Please pick out each line in the rows below that contains the word "stone" and copy those lines.

-- START --

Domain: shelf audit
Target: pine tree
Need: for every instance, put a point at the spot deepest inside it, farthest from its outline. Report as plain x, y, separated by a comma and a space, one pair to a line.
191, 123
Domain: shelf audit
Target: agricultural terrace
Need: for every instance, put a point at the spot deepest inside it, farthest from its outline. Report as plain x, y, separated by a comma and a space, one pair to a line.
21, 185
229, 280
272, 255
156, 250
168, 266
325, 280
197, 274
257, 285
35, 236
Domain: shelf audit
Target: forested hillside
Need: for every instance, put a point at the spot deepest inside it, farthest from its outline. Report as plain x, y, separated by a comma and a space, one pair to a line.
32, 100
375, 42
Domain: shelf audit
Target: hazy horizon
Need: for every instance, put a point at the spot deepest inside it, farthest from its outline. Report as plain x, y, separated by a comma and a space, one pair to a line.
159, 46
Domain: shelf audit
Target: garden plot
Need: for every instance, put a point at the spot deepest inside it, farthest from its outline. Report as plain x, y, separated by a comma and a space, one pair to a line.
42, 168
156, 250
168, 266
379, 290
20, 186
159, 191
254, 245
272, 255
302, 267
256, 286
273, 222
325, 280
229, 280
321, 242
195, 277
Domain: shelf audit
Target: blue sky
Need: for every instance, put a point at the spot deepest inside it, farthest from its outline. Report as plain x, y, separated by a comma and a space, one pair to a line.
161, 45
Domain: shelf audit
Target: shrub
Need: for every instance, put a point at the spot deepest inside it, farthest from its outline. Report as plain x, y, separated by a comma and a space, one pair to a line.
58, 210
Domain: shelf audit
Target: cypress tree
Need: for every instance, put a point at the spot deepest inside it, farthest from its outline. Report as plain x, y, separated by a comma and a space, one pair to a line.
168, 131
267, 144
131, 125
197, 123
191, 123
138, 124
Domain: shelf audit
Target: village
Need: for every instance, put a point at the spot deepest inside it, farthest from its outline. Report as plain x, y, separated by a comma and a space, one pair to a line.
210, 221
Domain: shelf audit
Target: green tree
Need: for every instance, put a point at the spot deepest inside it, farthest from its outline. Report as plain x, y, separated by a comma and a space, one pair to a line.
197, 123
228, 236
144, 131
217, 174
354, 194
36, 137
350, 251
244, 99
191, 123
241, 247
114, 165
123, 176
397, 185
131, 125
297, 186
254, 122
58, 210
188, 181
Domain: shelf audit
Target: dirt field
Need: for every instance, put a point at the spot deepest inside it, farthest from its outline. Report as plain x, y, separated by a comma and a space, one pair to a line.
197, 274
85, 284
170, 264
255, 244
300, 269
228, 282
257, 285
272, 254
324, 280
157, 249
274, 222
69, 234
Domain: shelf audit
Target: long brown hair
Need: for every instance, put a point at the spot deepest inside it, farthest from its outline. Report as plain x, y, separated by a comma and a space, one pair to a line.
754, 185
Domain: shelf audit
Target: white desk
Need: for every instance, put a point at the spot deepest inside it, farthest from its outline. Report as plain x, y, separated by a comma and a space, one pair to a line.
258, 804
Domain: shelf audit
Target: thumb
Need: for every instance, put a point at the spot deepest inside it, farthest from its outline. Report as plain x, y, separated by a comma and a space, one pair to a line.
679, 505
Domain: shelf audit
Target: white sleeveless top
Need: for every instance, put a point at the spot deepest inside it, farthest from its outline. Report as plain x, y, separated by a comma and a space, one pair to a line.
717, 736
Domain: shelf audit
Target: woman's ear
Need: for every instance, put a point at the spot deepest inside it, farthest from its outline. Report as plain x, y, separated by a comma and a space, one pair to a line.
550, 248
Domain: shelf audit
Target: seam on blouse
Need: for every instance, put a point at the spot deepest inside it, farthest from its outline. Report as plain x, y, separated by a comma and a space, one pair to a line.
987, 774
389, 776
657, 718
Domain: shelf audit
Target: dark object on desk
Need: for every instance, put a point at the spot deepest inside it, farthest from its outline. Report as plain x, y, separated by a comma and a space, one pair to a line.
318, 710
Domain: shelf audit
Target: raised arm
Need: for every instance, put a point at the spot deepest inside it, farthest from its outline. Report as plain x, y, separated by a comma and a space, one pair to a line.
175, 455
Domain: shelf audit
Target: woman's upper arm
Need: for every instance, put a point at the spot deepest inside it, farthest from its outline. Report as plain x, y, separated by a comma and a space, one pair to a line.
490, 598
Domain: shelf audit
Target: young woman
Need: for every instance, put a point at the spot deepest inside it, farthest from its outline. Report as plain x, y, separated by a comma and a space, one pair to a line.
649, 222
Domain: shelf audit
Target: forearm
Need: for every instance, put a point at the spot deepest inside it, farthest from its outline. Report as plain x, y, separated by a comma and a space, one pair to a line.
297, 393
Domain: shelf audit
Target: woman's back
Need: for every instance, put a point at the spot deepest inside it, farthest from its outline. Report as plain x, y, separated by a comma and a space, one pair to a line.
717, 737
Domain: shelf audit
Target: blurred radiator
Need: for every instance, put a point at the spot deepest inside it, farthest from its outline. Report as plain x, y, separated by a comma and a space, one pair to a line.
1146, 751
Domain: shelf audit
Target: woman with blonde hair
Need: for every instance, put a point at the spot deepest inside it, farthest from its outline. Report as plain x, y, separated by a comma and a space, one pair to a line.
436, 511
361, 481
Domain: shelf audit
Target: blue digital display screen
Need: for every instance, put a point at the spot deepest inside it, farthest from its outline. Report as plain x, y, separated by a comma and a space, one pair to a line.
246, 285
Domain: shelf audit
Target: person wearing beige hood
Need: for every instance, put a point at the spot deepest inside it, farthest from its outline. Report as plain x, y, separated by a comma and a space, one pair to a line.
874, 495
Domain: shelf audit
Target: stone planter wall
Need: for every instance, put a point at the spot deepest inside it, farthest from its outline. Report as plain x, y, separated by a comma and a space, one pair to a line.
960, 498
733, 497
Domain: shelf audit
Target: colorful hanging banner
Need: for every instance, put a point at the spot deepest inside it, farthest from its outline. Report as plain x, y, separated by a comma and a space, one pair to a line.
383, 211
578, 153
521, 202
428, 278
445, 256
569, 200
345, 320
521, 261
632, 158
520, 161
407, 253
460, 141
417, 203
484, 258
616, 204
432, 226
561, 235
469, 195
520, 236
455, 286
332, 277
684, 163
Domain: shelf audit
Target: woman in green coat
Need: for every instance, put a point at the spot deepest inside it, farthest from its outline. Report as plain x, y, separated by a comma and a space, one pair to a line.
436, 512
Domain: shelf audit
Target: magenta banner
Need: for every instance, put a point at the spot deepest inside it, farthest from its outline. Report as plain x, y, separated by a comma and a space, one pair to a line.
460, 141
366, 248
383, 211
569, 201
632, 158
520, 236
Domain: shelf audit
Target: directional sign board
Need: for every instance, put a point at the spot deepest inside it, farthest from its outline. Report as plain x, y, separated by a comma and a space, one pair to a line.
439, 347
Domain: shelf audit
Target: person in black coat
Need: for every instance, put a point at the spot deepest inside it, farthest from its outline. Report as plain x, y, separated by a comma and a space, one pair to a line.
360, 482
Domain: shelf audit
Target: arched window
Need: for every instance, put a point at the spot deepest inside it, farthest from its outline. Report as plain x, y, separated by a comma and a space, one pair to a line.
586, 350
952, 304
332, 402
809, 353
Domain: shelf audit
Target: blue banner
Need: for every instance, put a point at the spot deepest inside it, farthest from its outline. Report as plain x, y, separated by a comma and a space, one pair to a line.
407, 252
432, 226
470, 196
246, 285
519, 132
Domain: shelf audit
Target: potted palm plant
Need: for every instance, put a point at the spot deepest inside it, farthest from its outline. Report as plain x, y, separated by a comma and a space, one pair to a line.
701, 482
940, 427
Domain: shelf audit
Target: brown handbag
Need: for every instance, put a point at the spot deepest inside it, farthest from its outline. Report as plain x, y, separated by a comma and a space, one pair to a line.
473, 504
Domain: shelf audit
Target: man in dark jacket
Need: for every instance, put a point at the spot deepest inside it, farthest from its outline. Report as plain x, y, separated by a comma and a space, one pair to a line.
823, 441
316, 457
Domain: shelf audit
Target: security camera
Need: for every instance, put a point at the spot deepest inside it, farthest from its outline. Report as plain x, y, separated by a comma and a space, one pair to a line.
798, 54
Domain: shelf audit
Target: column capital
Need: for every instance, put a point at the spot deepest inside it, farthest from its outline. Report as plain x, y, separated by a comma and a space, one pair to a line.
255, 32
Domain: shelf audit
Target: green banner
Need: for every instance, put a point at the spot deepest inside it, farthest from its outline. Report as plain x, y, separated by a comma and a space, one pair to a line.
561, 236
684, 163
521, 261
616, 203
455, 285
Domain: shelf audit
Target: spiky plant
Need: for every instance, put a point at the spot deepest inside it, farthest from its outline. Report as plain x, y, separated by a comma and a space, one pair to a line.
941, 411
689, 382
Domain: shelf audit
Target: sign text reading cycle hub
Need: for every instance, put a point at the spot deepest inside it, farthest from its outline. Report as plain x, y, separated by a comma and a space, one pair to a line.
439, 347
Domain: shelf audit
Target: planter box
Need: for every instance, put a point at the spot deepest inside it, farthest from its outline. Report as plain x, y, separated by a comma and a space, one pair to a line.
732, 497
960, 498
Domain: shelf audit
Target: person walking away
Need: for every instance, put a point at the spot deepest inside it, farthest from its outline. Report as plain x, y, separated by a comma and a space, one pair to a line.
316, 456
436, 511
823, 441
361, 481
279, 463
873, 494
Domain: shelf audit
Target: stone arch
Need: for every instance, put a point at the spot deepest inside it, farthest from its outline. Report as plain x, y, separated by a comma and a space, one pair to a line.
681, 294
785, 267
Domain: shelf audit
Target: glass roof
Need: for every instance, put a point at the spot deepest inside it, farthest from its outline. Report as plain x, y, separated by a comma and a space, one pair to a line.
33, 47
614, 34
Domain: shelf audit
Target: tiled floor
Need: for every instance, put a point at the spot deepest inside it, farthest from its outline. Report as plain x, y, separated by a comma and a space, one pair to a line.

-- END --

◆ **Expected answer**
Target: stone planter wall
Target: stone arch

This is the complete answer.